▶ [ENUNCIADO DEL EJERCICIO] Extrae literalmente del texto sobre el concepto de campo el pasaje que va desde "Opuestamente, el trabajo" hasta "cambio del campo?", ambos inclusive.

▶ [TEXTO DE ORIGEN]
>>>

A riesgo de parecer que sacrifico la tautología,
diría que se puede concebir un campo como un espacio en el que se ejerce un
efecto de campo, de manera que lo que le ocurre a un objeto que atraviesa ese
campo no puede ser explicado completamente por sus solas propiedades
intrínsecas. Los límites del campo se sitúan en el punto en el que cesan los
efectos de campo. En consecuencia, hay que tratar de medir, en cada caso, por
medios variados, el punto en el que esos efectos estadísticamente detectables
declinan o se anulan en el trabajo de investigación empírica, la construcción
de un campo no se efectúa por un acto de decisión. Por ejemplo, no creo que el
conjunto de las asociaciones culturales (coros, grupos de teatro, clubes de
lectura, etc.) de tal Estado americano o de tal departamento francés constituya
un campo.
Opuestamente, el trabajo de Jerome Karabel (1984) sugiere que las
principales universidades americanas están ligadas por relaciones objetivas
tales que la estructura de esas relaciones (materiales o simbólicas) ejerce
efectos en el interior de cada una de ellas. Lo mismo con respecto a los
diarios: Michael Schudson (1978) muestra que no es posible comprender la
emergencia de la idea moderna de «objetividad» en el periodismo, si no se ve
que dicha objetividad aparece en diarios cuidadosos de afirmar su respeto de
las normas de respetabilidad, oponiendo las «informaciones» a las simples
«noticias» de los órganos de prensa menos exigentes. Solamente estudiando cada
uno de estos universos puede establecerse cómo están concretamente
constituidos, dónde terminan, qué forma parte de ellos y qué no, y si
constituyen verdaderamente un campo.
¿Cuáles son los motores del funcionamiento y del
cambio del campo?
El principio de la dinámica de un campo reside en
la configuración particular de su estructura, en la distancia entre las
diferentes fuerzas específicas que se enfrentan en él. Las fuerzas que son
activas en el campo que el analista selecciona de ese hecho como pertinentes,
porque producen las diferencias más importantes, son las que definen el capital
específico. Como he dicho a propósito del juego y de los triunfos, un capital
no existe ni funciona sino en relación a un campo: confiere un poder sobre el
campo, sobre los instrumentos materializados o incorporados de producción o de
reproducción, cuya distribución constituye la estructura misma del campo; sobre
las regularidades y las reglas que definen el funcionamiento del campo; y sobre
los beneficios que en él se engendran.

<<<

▶ [MATERIAL PROPORCIONADO]
>>>

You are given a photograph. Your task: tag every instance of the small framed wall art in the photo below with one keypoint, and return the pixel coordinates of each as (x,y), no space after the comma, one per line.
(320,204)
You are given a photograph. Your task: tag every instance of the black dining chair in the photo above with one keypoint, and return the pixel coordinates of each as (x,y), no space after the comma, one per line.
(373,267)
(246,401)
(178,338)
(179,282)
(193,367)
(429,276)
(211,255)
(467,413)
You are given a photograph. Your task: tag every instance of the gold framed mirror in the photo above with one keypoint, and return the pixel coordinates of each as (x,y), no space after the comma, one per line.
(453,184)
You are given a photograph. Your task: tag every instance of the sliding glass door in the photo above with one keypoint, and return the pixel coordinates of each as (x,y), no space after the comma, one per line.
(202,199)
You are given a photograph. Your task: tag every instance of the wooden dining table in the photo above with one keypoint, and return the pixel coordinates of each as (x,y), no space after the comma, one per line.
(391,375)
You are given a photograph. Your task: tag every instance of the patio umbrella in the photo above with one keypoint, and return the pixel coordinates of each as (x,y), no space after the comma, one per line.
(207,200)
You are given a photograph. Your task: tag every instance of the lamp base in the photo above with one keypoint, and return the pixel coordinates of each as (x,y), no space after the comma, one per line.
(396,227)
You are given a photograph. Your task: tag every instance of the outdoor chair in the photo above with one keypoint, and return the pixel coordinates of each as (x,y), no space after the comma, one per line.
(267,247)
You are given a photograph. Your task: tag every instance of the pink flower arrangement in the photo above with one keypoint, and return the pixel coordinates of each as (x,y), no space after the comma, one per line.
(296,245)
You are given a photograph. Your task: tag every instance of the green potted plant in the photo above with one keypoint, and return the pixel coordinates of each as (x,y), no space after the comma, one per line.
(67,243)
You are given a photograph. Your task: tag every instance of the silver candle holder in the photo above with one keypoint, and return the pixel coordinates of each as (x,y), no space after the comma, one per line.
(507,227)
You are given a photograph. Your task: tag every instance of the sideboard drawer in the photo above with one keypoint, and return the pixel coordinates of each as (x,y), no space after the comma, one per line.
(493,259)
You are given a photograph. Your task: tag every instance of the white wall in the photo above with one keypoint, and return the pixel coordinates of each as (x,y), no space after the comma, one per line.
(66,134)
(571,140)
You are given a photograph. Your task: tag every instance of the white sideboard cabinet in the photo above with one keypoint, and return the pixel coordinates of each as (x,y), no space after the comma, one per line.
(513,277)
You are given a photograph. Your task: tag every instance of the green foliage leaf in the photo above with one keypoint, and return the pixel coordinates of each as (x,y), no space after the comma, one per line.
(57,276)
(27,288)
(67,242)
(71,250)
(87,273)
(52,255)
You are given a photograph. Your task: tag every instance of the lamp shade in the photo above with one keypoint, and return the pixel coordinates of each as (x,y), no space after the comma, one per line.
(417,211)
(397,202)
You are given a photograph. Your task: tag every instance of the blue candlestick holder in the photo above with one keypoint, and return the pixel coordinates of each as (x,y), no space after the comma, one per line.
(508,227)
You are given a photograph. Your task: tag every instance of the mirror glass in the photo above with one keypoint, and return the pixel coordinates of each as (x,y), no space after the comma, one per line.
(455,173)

<<<

▶ [SOLUCIÓN DEL EJERCICIO]
Opuestamente, el trabajo de Jerome Karabel (1984) sugiere que las
principales universidades americanas están ligadas por relaciones objetivas
tales que la estructura de esas relaciones (materiales o simbólicas) ejerce
efectos en el interior de cada una de ellas. Lo mismo con respecto a los
diarios: Michael Schudson (1978) muestra que no es posible comprender la
emergencia de la idea moderna de «objetividad» en el periodismo, si no se ve
que dicha objetividad aparece en diarios cuidadosos de afirmar su respeto de
las normas de respetabilidad, oponiendo las «informaciones» a las simples
«noticias» de los órganos de prensa menos exigentes. Solamente estudiando cada
uno de estos universos puede establecerse cómo están concretamente
constituidos, dónde terminan, qué forma parte de ellos y qué no, y si
constituyen verdaderamente un campo.
¿Cuáles son los motores del funcionamiento y del
cambio del campo?